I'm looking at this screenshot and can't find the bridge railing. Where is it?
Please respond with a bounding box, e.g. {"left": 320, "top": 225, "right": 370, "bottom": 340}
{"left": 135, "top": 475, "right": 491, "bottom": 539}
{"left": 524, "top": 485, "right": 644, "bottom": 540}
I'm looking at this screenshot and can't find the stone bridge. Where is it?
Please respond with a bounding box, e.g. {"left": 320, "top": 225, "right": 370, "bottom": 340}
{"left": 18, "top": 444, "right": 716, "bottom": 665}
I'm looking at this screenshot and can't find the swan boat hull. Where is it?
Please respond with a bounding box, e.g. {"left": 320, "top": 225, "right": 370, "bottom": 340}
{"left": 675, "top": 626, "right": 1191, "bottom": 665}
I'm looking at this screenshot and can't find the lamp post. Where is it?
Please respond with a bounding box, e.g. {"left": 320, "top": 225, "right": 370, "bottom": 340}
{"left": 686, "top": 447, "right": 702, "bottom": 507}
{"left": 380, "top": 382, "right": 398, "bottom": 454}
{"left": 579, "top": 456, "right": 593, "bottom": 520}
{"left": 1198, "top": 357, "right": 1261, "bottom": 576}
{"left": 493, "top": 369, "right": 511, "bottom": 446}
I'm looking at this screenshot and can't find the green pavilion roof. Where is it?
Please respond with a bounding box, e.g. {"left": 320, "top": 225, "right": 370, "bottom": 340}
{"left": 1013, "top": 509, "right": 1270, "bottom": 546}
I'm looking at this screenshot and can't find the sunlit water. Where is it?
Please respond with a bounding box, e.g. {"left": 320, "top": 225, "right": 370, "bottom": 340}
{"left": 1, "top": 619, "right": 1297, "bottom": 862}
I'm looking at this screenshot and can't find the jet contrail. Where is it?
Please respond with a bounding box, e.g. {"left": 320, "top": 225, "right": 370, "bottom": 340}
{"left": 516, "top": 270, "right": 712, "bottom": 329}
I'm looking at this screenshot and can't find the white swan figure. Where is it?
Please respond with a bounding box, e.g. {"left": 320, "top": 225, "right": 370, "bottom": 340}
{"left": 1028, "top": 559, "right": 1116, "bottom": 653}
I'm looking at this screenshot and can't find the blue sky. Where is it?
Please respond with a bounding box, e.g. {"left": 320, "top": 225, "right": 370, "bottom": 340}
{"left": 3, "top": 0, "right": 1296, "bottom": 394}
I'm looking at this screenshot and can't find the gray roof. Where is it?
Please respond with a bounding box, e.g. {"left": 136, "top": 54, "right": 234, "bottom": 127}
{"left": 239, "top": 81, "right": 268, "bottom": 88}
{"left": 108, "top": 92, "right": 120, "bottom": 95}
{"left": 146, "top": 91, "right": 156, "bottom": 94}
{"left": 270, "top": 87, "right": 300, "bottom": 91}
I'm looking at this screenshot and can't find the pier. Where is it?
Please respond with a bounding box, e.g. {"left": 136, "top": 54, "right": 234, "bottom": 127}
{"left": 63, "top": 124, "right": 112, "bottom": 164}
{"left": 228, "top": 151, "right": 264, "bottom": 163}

---------------

* _What is needed_: Only lines that include "looking" belong in the answer; return them from the entries above.

* _Your solution_:
I'm looking at this screenshot and can't find the bridge railing. Where is it?
I'm looking at this screenshot and can't find the stone bridge. Where is it?
I'm looking at this screenshot and can't find the swan boat hull. Where is it?
I'm looking at this screenshot and can't find the lamp post. Where is it?
I'm looking at this screenshot and can't find the green pavilion roof. Where is it?
I'm looking at this screenshot and can't find the sunlit water. Where is it?
I'm looking at this screenshot and can't find the jet contrail. Where is it?
I'm looking at this screenshot and can't find the white swan figure. Where is it?
I'm looking at this screenshot and can't find the blue sky. Where is it?
I'm looking at this screenshot and can't find the gray roof. Where is it?
I'm looking at this screenshot and can't find the pier. Where is it?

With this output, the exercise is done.